Transcribe the full listing so that each line reads as it does in the original.

** Records shown follows **

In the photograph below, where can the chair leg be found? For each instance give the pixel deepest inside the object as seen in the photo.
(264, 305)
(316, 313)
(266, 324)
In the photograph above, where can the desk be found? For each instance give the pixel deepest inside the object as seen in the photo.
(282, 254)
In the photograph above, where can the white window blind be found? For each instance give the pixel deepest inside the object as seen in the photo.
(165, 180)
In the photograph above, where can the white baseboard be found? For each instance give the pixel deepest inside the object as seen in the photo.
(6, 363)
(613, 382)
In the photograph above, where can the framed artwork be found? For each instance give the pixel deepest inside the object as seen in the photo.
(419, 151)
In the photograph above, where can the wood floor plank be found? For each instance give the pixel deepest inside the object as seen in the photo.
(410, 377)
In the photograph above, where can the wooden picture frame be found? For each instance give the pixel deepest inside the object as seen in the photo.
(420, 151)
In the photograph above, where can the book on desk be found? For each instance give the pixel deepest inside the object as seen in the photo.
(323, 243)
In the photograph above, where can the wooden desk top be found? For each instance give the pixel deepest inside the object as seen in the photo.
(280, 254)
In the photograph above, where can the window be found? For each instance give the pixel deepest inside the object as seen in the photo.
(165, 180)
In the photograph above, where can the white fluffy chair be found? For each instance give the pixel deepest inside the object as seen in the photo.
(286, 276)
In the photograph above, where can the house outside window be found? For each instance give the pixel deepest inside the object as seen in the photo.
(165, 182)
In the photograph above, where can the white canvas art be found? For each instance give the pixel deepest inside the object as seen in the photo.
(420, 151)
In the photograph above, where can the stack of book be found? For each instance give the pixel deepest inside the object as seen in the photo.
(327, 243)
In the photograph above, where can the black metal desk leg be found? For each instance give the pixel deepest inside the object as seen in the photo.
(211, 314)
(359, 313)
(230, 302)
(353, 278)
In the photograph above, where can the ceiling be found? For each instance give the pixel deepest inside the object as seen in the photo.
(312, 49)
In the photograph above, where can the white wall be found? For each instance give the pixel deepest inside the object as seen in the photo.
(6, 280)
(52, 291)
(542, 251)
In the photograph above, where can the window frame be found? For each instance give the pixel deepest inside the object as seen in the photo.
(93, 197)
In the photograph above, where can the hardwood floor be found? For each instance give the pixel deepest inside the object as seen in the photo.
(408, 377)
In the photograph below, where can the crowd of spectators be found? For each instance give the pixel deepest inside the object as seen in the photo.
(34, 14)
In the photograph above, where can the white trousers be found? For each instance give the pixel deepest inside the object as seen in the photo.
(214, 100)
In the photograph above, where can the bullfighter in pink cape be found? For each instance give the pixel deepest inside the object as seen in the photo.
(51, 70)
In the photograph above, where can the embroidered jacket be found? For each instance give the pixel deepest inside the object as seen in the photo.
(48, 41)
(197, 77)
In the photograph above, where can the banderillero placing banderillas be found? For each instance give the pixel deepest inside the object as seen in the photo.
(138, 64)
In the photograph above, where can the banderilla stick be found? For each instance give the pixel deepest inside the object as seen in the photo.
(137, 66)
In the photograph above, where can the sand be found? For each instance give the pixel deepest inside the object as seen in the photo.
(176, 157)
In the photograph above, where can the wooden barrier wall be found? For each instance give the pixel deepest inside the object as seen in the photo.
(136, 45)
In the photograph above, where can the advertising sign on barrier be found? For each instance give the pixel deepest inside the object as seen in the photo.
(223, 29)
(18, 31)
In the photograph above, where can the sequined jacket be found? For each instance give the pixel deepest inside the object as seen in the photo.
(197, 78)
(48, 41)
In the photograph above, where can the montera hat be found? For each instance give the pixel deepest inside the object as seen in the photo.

** End of Records shown **

[Answer to the exercise]
In the photograph below, where can the chair leg be found? For each instance give the pixel deepest inside the object as seen in the photo.
(264, 305)
(316, 313)
(266, 324)
In the photograph above, where can the desk be found? For each instance give the pixel deepest inside the object as seen in the photo.
(282, 254)
In the photograph above, where can the white window blind be found? For each instance give the pixel deepest inside the object as seen in the photo.
(165, 180)
In the photograph above, where can the white baseboard be found? For each instance give the pixel deepest inside the object as seen in the photo.
(6, 363)
(613, 382)
In the photograph above, where can the framed artwork be found? For each instance give the pixel deepest inside the object as seen in the photo.
(419, 151)
In the photograph above, where can the wood floor plank be found? For each instance give the pixel deepest inside the object as seen in the photo.
(410, 377)
In the photograph above, where can the wooden picture frame be found? For each instance give the pixel deepest inside the object as seen in the photo.
(420, 151)
In the photograph above, where can the book on desk be found? For each instance give the pixel deepest inside the object as seen in the photo.
(323, 243)
In the photograph above, where can the wooden desk top be found? For each instance give the pixel deepest inside the object as seen in the photo.
(280, 254)
In the photograph above, where can the window be found? For each instance give the pixel deepest inside the object as seen in the photo.
(165, 180)
In the photograph above, where can the white fluffy chair be found? For each instance give the pixel deepest inside the object as seen in the photo.
(286, 276)
In the photograph above, where can the house outside window be found? For each instance give the pixel deepest inside the object as seen in the photo.
(165, 182)
In the photograph above, where can the white canvas art be found? For each instance give the pixel deepest inside the object as seen in the photo.
(420, 151)
In the photograph above, where can the stack of book be found? For each instance give the pixel deepest inside the object as seen in the photo.
(327, 243)
In the photograph above, where can the black metal desk leg be found? For each instance give the pixel deepest inside the object as seen in the photo.
(211, 314)
(359, 313)
(230, 302)
(353, 278)
In the photograph above, where can the ceiling be found? For each instance give the pixel deepest inside the object as seen in the photo.
(312, 49)
In the photograph above, where can the white wall be found? For each instance give the pixel deepest inside the object as seen in the photo.
(6, 280)
(52, 291)
(542, 251)
In the photograph above, where can the window frame be found? For each instance give the pixel deepest inside the object as seen in the photo.
(93, 197)
In the photograph above, where can the hardwood floor be found? For each instance give the pixel deepest inside the object as seen in the photo.
(408, 377)
In the photograph below, where can the crowd of spectators be found? For each instance give the pixel deepest inside the object as seen in the photo.
(34, 14)
In the photograph above, where can the white trousers be found? For each instance give the pixel deepest inside the object as seen in the photo.
(214, 100)
In the photograph above, where can the bullfighter in pink cape be found? For each instance give the pixel deepest inside the object as seen in the photo.
(51, 70)
In the photograph above, where can the embroidered jacket be found? For each instance give the pixel deepest inside the object as seen in the photo.
(48, 41)
(197, 77)
In the photograph above, where can the banderillero placing banderillas be found? For each instance give the pixel deepest inside the object as seen in the photo.
(138, 64)
In the photograph above, where can the banderilla stick be found? For each instance give the pixel deepest inside the object as seen in the photo.
(137, 66)
In the photograph above, where can the sand be found? For each instance give the pixel deepest inside the object as seen in the photo.
(176, 157)
In the photograph above, where can the wooden barrier wall be found? For each instance give the pixel deepest inside the object as seen in the photo.
(136, 45)
In the photograph above, where can the advertising sign on barrier be found? For each instance give the pixel deepest inside the object as seen in the photo.
(223, 29)
(18, 31)
In the photograph above, where can the sequined jacket be found? For each instance give the pixel deepest inside the object as seen in the photo.
(197, 78)
(48, 41)
In the photograph above, where can the montera hat be found? For each instance give the pixel deepest inside the object as seen in the photo.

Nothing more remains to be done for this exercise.